* EXCERPT PROVIDED:
=-=-=

AfricaDotNet
www.AfricaDotNet.com Continues the .NET Conversation in Africa

SQL Server partitioning

rated by 0 users
This post has 1 Reply | 1 Follower

Top 10 Contributor
Male
Posts 22
Ben Chege Posted: 05-16-2009 1:53 AM

Normal 0 false false false EN-US X-NONE X-NONE MicrosoftInternetExplorer4

While the feature has been available on sql server 2005, I tend to think that most people don’t use it since when people upgrade databases they don’t look for new features in the new version that the new version has to offer.

One of these features is partitioning tables, basically the feature enables you to split your table into partitions for faster retrieval, a whole article is here (http://msdn.microsoft.com/en-us/library/ms345146(SQL.90).aspx) but an overview wouldn’t hurt.

The idea is to spit the table based on values of a certain field maybe a date or a month if you have too much data coming into the table per day or month. The field is called the Partitioning Key, you need to create a Partitioning function that basically states where the data should be moved to in ranges. Then you need to create a Partition Scheme to direct the partitions to specific filegroups. When you define a partition scheme, you must make sure to name a filegroup for every partition, even if multiple partitions will reside on the same filegroup. If all partitions are to reside on the same file group you can create the scheme on the PRIMARY filegroup. Then finally create a table that uses that Partition Scheme.

I will try and do the above for a trouble ticketing system for a GSM company that has issues left right and center.

FileGroups:

If you want to place a partitioned table on multiple files for better I/O balancing, you will need to create at least one filegroup. Filegroups can consist of one or more files, and each partition must map to a filegroup. A single filegroup can be used for multiple partitions but for better data management, such as for more granular backup control, you should design your partitioned tables so that only related or logically grouped data resides on the same filegroup. Using ALTER DATABASE, you can add a logical filegroup name, and then add files. To create a filegroup named 2009Q1 to 2009Q4 for the TroubleTickets database, use ALTER DATABASE in the following way:

If you need to add files groups to your database run the alter database commands as seen below.

=-=-=

* MATERIAL SUPPLIED:
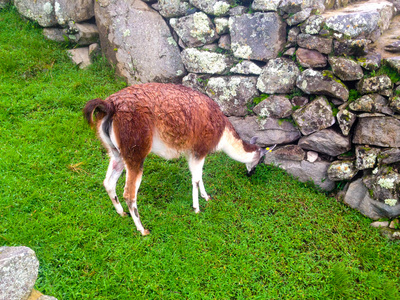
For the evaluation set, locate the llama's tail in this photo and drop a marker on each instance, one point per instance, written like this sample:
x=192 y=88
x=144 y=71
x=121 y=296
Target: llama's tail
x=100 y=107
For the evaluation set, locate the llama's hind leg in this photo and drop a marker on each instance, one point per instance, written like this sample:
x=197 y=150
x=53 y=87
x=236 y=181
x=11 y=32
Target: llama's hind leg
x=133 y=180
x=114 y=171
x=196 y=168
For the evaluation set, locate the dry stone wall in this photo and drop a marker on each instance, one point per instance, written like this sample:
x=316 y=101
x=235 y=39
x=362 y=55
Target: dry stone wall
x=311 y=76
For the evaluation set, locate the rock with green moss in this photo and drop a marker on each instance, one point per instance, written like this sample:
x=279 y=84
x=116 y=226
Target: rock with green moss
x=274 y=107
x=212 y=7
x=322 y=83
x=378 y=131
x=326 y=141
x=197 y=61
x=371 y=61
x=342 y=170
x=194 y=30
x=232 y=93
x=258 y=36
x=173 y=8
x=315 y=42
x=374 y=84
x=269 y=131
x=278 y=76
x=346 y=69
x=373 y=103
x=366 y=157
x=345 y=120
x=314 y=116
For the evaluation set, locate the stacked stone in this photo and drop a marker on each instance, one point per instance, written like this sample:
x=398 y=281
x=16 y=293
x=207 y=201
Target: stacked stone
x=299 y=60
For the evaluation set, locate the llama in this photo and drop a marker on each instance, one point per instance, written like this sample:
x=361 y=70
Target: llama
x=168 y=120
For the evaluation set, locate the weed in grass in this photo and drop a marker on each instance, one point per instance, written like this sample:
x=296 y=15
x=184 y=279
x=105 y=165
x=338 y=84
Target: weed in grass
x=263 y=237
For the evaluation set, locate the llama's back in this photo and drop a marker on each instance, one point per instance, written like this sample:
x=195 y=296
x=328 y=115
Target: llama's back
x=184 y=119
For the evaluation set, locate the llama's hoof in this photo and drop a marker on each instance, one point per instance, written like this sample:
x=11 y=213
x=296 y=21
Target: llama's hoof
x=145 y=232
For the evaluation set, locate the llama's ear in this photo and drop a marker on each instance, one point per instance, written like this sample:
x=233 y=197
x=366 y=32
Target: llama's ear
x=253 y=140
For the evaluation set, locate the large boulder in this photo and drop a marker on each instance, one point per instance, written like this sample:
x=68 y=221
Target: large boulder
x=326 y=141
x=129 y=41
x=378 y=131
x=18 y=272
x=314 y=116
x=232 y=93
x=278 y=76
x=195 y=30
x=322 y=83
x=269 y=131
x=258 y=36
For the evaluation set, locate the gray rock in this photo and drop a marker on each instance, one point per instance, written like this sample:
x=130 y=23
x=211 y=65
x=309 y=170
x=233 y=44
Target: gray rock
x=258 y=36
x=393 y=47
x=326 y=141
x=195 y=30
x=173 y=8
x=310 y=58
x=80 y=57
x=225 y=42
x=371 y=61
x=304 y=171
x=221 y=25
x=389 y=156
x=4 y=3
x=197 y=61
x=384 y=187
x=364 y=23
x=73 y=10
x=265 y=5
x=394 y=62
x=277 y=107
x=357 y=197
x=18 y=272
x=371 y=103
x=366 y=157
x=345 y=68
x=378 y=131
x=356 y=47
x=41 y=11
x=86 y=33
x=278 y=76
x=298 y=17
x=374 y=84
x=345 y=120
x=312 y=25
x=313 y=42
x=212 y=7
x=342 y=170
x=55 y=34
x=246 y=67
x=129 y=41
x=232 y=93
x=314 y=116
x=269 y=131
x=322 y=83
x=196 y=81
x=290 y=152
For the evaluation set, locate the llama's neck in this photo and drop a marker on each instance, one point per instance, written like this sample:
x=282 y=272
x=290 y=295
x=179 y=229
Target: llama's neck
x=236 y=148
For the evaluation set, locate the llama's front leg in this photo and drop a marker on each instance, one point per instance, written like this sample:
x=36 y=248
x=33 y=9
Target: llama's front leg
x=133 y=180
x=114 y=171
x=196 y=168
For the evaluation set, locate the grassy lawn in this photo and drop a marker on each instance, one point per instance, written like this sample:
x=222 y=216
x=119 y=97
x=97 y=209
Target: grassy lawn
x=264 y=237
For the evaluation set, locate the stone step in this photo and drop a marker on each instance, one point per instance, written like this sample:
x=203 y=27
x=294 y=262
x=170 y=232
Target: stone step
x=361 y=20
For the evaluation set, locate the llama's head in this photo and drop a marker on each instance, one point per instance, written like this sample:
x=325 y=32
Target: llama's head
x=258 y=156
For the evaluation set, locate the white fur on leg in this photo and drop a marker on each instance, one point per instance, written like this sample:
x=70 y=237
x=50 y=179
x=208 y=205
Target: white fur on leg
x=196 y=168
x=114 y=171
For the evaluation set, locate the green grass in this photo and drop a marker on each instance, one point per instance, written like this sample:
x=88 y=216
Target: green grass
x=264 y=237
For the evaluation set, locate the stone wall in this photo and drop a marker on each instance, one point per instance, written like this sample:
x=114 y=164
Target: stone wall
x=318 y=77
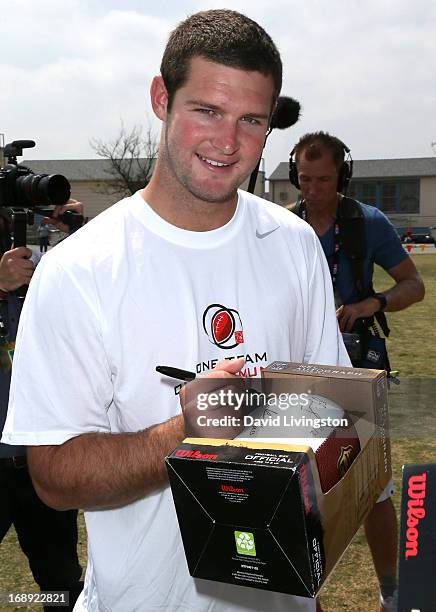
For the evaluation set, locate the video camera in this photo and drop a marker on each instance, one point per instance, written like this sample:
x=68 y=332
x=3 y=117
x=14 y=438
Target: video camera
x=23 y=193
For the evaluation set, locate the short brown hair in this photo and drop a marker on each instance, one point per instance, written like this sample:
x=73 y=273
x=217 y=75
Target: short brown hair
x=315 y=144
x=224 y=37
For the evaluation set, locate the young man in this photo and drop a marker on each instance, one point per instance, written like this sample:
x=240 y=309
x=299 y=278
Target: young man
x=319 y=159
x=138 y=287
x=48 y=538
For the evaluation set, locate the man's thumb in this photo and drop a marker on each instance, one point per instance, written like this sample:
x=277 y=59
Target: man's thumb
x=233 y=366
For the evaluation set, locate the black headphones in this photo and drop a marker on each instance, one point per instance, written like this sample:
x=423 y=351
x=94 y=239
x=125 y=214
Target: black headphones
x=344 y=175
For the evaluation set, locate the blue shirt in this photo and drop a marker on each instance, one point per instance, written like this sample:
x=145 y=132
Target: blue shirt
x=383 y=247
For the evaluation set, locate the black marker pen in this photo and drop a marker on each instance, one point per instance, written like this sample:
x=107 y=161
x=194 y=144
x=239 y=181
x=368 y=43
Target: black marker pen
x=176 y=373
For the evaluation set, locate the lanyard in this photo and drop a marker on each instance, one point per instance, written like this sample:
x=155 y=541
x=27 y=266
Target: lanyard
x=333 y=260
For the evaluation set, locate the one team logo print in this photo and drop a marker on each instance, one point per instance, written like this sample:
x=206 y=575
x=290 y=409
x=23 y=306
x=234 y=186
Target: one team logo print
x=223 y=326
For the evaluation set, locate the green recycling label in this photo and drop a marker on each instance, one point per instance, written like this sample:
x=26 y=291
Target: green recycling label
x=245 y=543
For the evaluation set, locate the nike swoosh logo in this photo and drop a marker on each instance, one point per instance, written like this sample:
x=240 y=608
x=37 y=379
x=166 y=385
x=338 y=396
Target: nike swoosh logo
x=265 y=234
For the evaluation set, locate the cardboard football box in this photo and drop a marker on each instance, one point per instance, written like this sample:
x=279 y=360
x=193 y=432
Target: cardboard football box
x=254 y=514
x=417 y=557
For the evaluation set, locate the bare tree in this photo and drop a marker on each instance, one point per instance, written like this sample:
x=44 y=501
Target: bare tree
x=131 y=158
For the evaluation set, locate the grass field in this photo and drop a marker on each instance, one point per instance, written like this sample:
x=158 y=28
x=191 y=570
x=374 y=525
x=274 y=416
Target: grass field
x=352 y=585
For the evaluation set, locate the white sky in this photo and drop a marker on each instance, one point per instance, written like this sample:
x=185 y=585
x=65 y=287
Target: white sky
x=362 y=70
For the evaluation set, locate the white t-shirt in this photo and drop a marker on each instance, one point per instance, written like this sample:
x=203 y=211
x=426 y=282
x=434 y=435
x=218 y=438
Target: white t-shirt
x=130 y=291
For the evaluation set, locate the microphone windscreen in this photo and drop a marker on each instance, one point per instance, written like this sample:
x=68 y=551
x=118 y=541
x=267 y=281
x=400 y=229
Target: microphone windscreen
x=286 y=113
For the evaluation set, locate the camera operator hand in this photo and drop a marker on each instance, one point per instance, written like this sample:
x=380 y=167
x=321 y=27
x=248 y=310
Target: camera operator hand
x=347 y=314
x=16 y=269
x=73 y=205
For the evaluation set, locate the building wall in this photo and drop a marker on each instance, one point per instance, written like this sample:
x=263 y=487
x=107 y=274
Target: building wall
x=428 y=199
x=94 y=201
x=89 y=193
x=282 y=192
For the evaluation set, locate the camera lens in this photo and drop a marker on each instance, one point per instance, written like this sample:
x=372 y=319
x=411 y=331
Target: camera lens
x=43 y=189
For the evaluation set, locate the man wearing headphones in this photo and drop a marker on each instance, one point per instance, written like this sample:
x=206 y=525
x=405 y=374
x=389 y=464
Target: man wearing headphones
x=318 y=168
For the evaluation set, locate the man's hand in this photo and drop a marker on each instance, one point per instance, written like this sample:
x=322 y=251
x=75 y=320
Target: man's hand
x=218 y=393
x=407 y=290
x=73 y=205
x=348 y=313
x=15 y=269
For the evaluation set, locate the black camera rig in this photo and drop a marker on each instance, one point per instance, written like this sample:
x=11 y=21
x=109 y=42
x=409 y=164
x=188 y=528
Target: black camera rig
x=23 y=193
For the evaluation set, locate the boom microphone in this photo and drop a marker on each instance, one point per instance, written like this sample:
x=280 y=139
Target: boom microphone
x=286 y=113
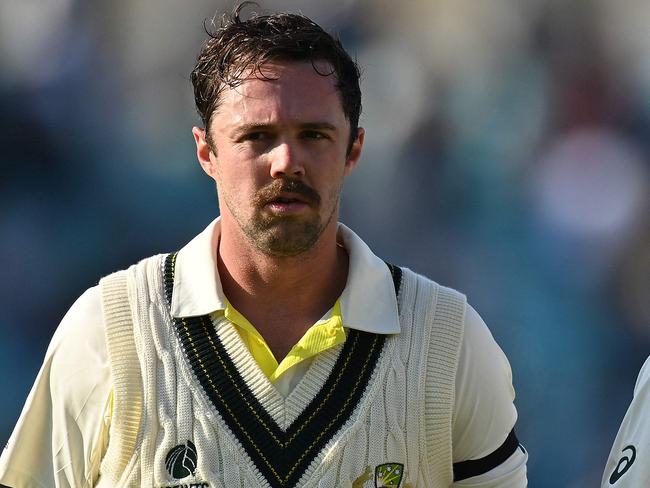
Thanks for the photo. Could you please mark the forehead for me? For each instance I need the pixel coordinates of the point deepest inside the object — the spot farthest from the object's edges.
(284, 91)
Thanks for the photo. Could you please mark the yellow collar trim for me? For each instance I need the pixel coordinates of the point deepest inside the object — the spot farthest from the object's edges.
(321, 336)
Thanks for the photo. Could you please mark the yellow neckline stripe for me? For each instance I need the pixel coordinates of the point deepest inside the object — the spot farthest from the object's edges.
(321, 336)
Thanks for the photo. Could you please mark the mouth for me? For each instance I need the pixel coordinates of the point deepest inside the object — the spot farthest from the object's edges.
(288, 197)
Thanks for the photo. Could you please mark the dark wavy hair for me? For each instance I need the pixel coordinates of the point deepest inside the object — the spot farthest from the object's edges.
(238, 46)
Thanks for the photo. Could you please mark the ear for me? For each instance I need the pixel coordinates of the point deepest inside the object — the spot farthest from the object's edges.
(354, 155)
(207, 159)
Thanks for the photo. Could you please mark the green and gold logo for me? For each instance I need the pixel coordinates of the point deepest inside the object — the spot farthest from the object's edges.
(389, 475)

=-=-=

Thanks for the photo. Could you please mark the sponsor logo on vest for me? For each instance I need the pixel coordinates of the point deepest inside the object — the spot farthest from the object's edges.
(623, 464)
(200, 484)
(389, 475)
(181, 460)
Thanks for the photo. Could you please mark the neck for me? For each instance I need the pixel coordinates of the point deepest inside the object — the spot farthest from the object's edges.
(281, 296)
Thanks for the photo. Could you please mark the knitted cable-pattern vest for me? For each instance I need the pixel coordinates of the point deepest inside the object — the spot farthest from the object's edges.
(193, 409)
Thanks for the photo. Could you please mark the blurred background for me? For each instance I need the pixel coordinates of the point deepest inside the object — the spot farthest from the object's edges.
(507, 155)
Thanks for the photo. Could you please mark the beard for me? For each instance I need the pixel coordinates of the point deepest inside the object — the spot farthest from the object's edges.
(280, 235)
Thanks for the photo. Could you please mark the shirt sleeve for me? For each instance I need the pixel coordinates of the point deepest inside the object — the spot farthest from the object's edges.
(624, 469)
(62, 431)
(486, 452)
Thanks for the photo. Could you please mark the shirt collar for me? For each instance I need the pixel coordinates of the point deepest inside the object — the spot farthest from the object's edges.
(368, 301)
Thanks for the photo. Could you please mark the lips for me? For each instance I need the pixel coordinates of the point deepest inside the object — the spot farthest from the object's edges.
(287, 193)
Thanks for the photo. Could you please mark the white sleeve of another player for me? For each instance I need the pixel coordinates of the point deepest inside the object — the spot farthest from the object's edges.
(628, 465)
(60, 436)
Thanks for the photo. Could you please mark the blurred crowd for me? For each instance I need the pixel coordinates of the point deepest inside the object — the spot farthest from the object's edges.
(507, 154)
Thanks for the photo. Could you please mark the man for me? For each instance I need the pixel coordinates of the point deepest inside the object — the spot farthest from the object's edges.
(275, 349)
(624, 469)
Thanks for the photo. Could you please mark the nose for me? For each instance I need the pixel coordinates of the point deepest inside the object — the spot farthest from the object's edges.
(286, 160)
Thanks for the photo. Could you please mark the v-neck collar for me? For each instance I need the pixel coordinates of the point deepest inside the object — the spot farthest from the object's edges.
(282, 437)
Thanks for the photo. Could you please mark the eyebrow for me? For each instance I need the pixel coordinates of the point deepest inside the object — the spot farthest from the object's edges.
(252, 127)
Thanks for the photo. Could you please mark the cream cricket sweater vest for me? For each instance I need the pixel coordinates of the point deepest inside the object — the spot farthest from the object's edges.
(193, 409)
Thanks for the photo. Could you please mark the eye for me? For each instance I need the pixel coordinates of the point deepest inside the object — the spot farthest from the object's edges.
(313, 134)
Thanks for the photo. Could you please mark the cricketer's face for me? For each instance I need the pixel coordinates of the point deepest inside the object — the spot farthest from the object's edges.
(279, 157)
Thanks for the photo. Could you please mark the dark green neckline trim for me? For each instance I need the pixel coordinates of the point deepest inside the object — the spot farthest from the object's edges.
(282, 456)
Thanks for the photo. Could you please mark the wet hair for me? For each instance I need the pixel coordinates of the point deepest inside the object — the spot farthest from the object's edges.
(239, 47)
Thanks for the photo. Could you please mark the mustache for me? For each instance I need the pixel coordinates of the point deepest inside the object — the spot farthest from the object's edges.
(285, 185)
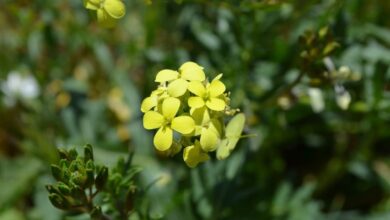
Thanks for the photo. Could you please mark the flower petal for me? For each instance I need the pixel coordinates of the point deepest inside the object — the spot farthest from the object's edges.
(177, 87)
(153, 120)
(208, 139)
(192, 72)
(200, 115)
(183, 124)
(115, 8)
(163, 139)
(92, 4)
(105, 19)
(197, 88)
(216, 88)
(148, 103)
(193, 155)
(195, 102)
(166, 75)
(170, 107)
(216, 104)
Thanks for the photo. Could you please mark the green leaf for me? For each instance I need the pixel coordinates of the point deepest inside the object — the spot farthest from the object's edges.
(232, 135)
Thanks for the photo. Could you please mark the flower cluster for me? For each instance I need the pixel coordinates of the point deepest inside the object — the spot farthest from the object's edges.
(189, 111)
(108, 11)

=-=-=

* PROBLEMS TO SOLVE:
(1) According to the SQL Server partitioning post, what is the field called whose values determine how the table is split?
(2) Continue the SQL Server partitioning post, starting right after its last sentence.

* ANSWERS TO THE EXERCISES:
(1) The Partitioning Key.

(2)
ALTER DATABASE TroubleTickets ADD FILEGROUP [2009Q1];

ALTER DATABASE TroubleTickets ADD FILEGROUP [2009Q2];

ALTER DATABASE TroubleTickets ADD FILEGROUP [2009Q3];

ALTER DATABASE TroubleTickets ADD FILEGROUP [2009Q4];

ALTER DATABASE TroubleTickets

ADD FILE

  (NAME = N'2009Q1',

  FILENAME = N'C:\TroubleTickets\2009Q1.ndf',

  SIZE = 2MB,

  MAXSIZE = 100MB,

  FILEGROWTH = 2MB)

TO FILEGROUP [2009Q1]

 

ALTER DATABASE TroubleTickets

ADD FILE

  (NAME = N'2009Q2',

  FILENAME = N'C:\TroubleTickets\2009Q2.ndf',

  SIZE = 5MB,

  MAXSIZE = 100MB,

  FILEGROWTH = 5MB)

TO FILEGROUP [2009Q2]

 

ALTER DATABASE TroubleTickets

ADD FILE

  (NAME = N'2009Q4',

  FILENAME = N'C:\TroubleTickets\2009Q4.ndf',

  SIZE = 5MB,

  MAXSIZE = 100MB,

  FILEGROWTH = 5MB)

TO FILEGROUP [2009Q4]


To create a partition function


CREATE PARTITION FUNCTION TroubleTicketRangePFN(datetime)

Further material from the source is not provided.